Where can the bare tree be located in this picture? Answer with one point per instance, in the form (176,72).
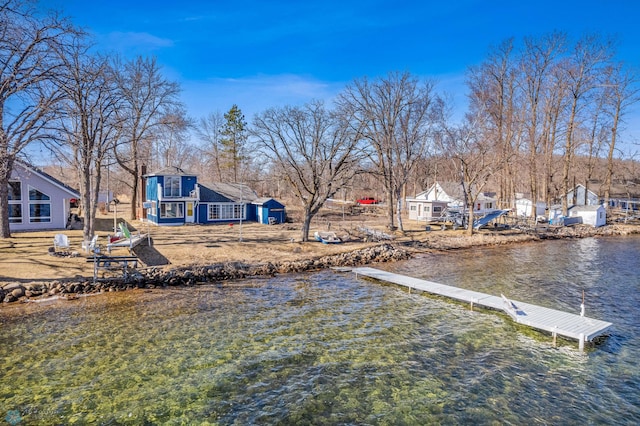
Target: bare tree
(494,94)
(581,71)
(30,61)
(90,126)
(621,89)
(473,156)
(536,65)
(312,148)
(172,139)
(395,115)
(147,96)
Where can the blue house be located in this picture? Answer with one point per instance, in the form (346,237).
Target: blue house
(174,197)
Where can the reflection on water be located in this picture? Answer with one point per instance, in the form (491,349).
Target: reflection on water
(325,348)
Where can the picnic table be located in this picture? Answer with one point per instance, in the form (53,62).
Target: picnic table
(112,263)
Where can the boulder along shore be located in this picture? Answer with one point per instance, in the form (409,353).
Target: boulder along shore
(159,277)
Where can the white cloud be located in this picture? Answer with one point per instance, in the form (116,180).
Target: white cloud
(135,42)
(254,94)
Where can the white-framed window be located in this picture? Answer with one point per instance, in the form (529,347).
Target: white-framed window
(226,211)
(171,210)
(39,206)
(15,201)
(171,186)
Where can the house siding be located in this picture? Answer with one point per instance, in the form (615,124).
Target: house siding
(58,202)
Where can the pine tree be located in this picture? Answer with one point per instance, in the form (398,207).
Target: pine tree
(233,141)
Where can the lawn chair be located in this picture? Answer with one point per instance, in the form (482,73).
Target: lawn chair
(60,241)
(92,246)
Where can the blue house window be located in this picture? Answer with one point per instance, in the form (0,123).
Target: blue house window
(171,186)
(15,199)
(226,211)
(171,210)
(39,206)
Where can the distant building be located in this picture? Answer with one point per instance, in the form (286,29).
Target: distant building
(432,204)
(38,201)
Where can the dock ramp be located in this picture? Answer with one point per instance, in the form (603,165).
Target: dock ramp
(558,323)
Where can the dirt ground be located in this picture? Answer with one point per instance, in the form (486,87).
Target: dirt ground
(26,256)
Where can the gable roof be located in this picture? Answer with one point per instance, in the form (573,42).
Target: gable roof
(170,171)
(226,192)
(264,200)
(61,185)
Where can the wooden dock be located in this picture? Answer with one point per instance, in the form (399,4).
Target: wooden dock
(558,323)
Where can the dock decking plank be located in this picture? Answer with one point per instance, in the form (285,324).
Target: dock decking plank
(564,324)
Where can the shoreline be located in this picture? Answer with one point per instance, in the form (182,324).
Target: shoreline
(200,273)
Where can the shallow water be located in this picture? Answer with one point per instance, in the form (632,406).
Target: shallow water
(325,348)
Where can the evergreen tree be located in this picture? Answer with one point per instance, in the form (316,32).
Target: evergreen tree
(233,141)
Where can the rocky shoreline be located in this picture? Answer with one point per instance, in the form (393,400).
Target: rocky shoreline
(150,278)
(157,277)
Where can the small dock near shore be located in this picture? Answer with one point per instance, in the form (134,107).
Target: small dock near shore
(558,323)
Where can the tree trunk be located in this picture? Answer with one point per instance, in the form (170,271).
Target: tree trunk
(399,211)
(470,224)
(306,224)
(134,189)
(390,201)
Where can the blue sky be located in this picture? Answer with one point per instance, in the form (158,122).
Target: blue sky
▬▬▬▬▬▬▬▬▬▬
** What the task asks **
Each line above is to be copied verbatim. Drop any image from the copy.

** Completed task **
Where can the bare tree be located in this picture? Answer with one point per instance, in the form (176,72).
Target: bare tree
(494,94)
(581,71)
(30,61)
(90,126)
(621,89)
(473,156)
(536,65)
(312,148)
(172,139)
(395,115)
(147,96)
Where can the blue house be located in this picture? Answer with one point per instance, in the form (346,237).
Target: blue house
(174,197)
Where can the reflection on water be located in this picture? Answer with one point per instance, in the form (491,349).
Target: reflection on water
(325,348)
Where can the picnic table be located in this picture? Answer with one point per instance, in the form (53,62).
Target: picnic table
(112,263)
Where can the boulder along shore be located in this picture? Answer with one point per instance, in the form (409,353).
Target: boulder along shore
(159,277)
Where can the white cloud be located in this picture? Answer with one point per instance, in the form (116,180).
Target: white cloud
(135,42)
(254,94)
Where can the white-framed window be located in this picture? Answer with one point per instance, in the form (529,347).
Target: white-framed window
(226,211)
(171,210)
(39,206)
(15,201)
(171,186)
Where can the house siding be located in this picture? Answer with one point per instance, in the form (615,124).
Target: house siding
(58,202)
Where can the pine tree be located in this picture? Answer with one point per instance, in the form (398,207).
Target: pine tree
(233,141)
Where can the lawn chair be located in this picture? Answer with one point per instance, in the form (482,73).
Target: lawn chair
(60,241)
(92,246)
Where can the blue house window be located in this picture? Answer with one point per instance, in the form (0,123).
Target: blue house window
(171,186)
(15,199)
(226,211)
(171,210)
(39,206)
Where can the distant building be located in this picture? Answer with one point per instance, in the form (286,29).
Target: distant building
(432,204)
(38,201)
Where can the dock ramp be located in this picture? Answer with one point per instance, in the form (603,165).
Target: dock ramp
(558,323)
Where can the dirt ground be located in this picture? Answer with one point per instance, in the form (486,87).
Target: dirt ground
(26,256)
Where can the gable roof be located in this picture? Answer with one point per instance, in the form (573,42).
Target: gable roof
(170,171)
(226,192)
(264,200)
(61,185)
Where can the wooden dock be located in this picture? Answer with one point per instance, in the form (399,4).
Target: wooden dock
(558,323)
Where can the dock decking plank be located in this picture? Answer with one point per instance, in the form (285,324).
Target: dock decking plank
(564,324)
Where can the shoreline be located in this picture? Answer with one point per instance, in the form (182,324).
Target: shoreline
(200,273)
Where can the shallow water be located in this picture? Answer with one point per instance, in the form (632,406).
Target: shallow water
(325,348)
Where can the evergreen tree be located in this picture? Answer with one point per instance, in the form (316,32).
Target: evergreen tree
(233,141)
Where can the rocky shoreline be located in this picture? Answer with one point per instance, in the form (393,400).
Target: rocky shoreline
(150,278)
(157,277)
Where can the small dock near shore be located in this picture? Answer with one point per instance, in the form (134,107).
Target: small dock near shore
(558,323)
Where can the tree trunk be located in this picture? Answer with one point per instance, in the form (170,271).
Target: tree trunk
(399,211)
(470,224)
(306,224)
(134,189)
(390,201)
Where can the blue sky be located in this picture? Answer with one point per instance, in the form (158,122).
Target: blue sky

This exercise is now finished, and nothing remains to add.